## Tasks for this exercise
A – From the Akira Noguchi biography, return word for word the part that opens with the words containing "Japanese baseball player" and closes with "baseball in Japan.".
B – Resume the Akira Noguchi biography from its final sentence and write what comes next.

## Text excerpt
—————
Tokyo Senators – No. 18
- Catcher, First baseman, Pitcher, Manager
- Born: August 6, 1917 Nagoya, Aichi, Japan
- Died: October 5, 1996 (aged 79)
- Batted: RightThrew: Right

JBL debut
- Spring, 1936, for the Tokyo Senators

Last NPB appearance
- 1955, for the Chunichi Dragons

JBL/NPB career pitching statistics
- Wins-losses: 49–40
- Earned run average: 2.54
- Strikeouts: 328

JBL/NPB career hitting statistics
- Batting average: .251
- Home runs: 61
- Run batted in: 572

Teams
- As player Tokyo Senators/Taiyō/Nishitetsu (1936–1937, 1942–1943); Hankyu Club/Hankyu Braves (1944, 1946–1948); Chunichi/Nagoya Dragons (1949–1955); As manager Chunichi Dragons (1955–1956);

Career highlights and awards
- 30-game winner (1937); 4x All-Star (1951, 1952, 1953, 1954); 2x Best Nine Award-winner (1951, 1952); Japan Series champion (1954);

= Akira Noguchi =

Japanese baseball player (1917–1996)

Akira Noguchi (野口明, Noguchi Akira) (August 6, 1917 - October 5, 1996) was a Japanese baseball pitcher, infielder, catcher, and manager who played 15 total seasons in the Japanese Baseball League and then Nippon Professional Baseball, during the period 1936 to 1955. The rare two-way player, Noguchi was particularly unusual in that he excelled in the specialized positions of both pitcher and catcher.

A four-time All-Star and a two-time Best Nine Award-winner, Noguchi was the eldest of four brothers who played professional baseball in Japan.

== Biography ==
Born in Nagoya, Aichi, Noguchi attended Chukyo Shogyo High School and Meiji University.

=== Senators/Taiyō/Nishitetsu ===
Noguchi began his professional career in 1936 with the Japanese Baseball League (JBL), as an 18-year-old with the Tokyo Senators. As a rookie, Noguchi went 15-13 with a 2.65 earned run average in 1936; following that with a combined 34–22 record in 1937, with a 2.21 ERA. (The 1936 and 1937 JBL seasons were split into spring and fall half-seasons.) His 1937 totals led the league in games pitched and innings; he started nearly 70% of his team's games, and his 34 wins represented 68% of the Senators combined victories for the year.
—————
## Data

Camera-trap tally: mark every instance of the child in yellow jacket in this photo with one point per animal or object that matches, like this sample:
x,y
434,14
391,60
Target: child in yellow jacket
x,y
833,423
—————
## Answers for each item
A –
Japanese baseball player (1917–1996)

Akira Noguchi (野口明, Noguchi Akira) (August 6, 1917 - October 5, 1996) was a Japanese baseball pitcher, infielder, catcher, and manager who played 15 total seasons in the Japanese Baseball League and then Nippon Professional Baseball, during the period 1936 to 1955. The rare two-way player, Noguchi was particularly unusual in that he excelled in the specialized positions of both pitcher and catcher.

A four-time All-Star and a two-time Best Nine Award-winner, Noguchi was the eldest of four brothers who played professional baseball in Japan.

B –
Noguchi wore uniform number 18 for the Senators, starting a trend where ace pitchers wore that number. Other notable Japanese pitchers who have worn number 18 since Akira Noguchi (even carrying the tradition over to Major League Baseball) include Tsuneo Horiuchi, Masumi Kuwata, Yu Darvish, Daisuke Matsuzaka, and Tsuyoshi Wada.

After excelling as a pitcher in 1936–1937, Noguchi left professional baseball for four seasons, during which his younger brother Jirō Noguchi took his place as the team's star pitcher. (Two other Noguchi brothers briefly played in the JBL: Noboru [b. 1922, d. 1945] with the Hanshin Baseball Club, and Wataru [b. 1926], who played for Kinki Nihon.)

Akira returned to the team in 1942–1943, joining Jirō. After his hiatus from baseball, Akira mostly left pitching behind, concentrating on hitting, initially as a first baseman and then in later years as a catcher. Altogether, Noguchi played four seasons with the Senators franchise, which, due to various pressures and changing ownership went through a number of name changes during his tenure: Tokyo Senators (1936–1937), Taiyō (1942), and finally Nishitetsu (1943).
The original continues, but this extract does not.